**Information shown**

· · · · ·

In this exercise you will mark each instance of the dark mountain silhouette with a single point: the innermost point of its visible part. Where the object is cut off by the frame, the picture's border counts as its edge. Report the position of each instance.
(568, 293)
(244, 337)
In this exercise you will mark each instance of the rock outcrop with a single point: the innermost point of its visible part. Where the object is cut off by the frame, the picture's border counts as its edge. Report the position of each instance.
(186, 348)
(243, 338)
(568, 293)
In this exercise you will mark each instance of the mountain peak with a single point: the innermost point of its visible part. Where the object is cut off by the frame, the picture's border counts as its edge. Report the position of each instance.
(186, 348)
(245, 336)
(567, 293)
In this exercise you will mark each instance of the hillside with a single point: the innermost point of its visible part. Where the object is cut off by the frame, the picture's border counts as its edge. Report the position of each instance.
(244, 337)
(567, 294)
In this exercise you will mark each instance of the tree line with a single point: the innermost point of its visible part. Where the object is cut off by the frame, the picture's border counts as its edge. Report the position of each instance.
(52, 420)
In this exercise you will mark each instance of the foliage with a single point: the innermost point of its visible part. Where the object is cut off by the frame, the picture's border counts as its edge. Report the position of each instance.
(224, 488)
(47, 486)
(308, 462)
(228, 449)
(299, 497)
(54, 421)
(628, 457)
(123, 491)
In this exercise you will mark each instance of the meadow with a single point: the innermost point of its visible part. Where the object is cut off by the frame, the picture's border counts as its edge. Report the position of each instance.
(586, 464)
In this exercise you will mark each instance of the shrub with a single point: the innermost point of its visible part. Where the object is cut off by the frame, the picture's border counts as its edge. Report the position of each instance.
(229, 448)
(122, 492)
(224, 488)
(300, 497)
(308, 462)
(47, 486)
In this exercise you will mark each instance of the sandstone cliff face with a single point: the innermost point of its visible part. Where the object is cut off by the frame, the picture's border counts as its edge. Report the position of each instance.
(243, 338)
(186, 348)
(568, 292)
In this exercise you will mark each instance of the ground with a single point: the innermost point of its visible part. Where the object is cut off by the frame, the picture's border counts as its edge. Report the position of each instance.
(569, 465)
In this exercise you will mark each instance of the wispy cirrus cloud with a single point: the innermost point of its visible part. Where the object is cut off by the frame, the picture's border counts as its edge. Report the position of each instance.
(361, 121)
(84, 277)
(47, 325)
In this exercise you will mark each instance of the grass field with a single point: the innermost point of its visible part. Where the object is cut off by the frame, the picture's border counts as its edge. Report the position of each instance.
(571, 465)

· · · · ·

**Task**
Each line of the data must come back exactly as written.

**Reply to the exercise**
In this exercise you will mark each instance of the dark mountain silhouette with a single point: the innermost point of its visible part. Where the object is cut off by the frame, the picture's border counts as its edge. Report the position of each instance.
(568, 293)
(244, 337)
In this exercise you will mark each instance of the rock outcrop with a single point: the innermost point of its visible part. Where the object is cut off by the frame, the picture's border counts as its edge. Report the position of each instance.
(186, 348)
(243, 338)
(568, 293)
In this exercise you will mark each instance of the mountain peak with a single point: the innermost point of its visible part. Where the object is cut off by the frame, the picture's border counts as its edge. Report the position of each instance.
(186, 348)
(245, 336)
(567, 293)
In this exercise you will mark each instance of the hillside with a single point: the innermost point of its visible part. Where the object is cut off by the frame, the picture's border counts as its edge. Report the position of each instance.
(244, 337)
(567, 294)
In this exercise you will mark each instance of the tree line with a single point: the innermost point of its visible part. Where the object is cut off by the frame, the picture's border counts as its edge. Report the position of each instance.
(52, 420)
In this exercise you will mark each instance of the foliage with a single point: the innermost point of its visible part. Where the object is cut off by the frame, the picture's border counts as its edge. Report the position of each instance.
(224, 488)
(47, 486)
(308, 462)
(228, 449)
(299, 497)
(54, 421)
(628, 457)
(123, 491)
In this exercise you will mark each instance of the meadow with a single point: the innermost point of its visible part. Where the object is cut off by the frame, the picture's border counts as its edge. Report the position of each instance.
(586, 464)
In this exercise you will mark each instance of the shrub with a single point: the innermost point of its visible part. Where the object is cut off by the frame, the picture's border counts as its edge. Report the position of each instance.
(229, 448)
(122, 492)
(224, 488)
(300, 497)
(308, 462)
(47, 486)
In this exercise you will mark each instance of the sandstone cliff face with a single point: the innermost point of its visible part. Where the object is cut off by the frame, the picture's border counts as its edge. Report the position of each instance.
(243, 338)
(186, 348)
(568, 292)
In this exercise you will mark each instance of the ground with a single point: the innermost point of its visible part. Where the object is cut off by the frame, the picture's border counts as its edge. Report the position of each instance.
(569, 465)
In this exercise you will mark each instance of the wispy cirrus cloud with a single point: the innermost point of its visible part. Where the object is cut off by the frame, the picture's border counts as its edge. Report the position of each instance.
(361, 121)
(84, 277)
(47, 325)
In this exercise you will mark each instance of the grass field with a single point: the innermost point of its visible part. Where the object is cut off by the frame, the picture's border counts as its edge. Report the position of each instance.
(571, 465)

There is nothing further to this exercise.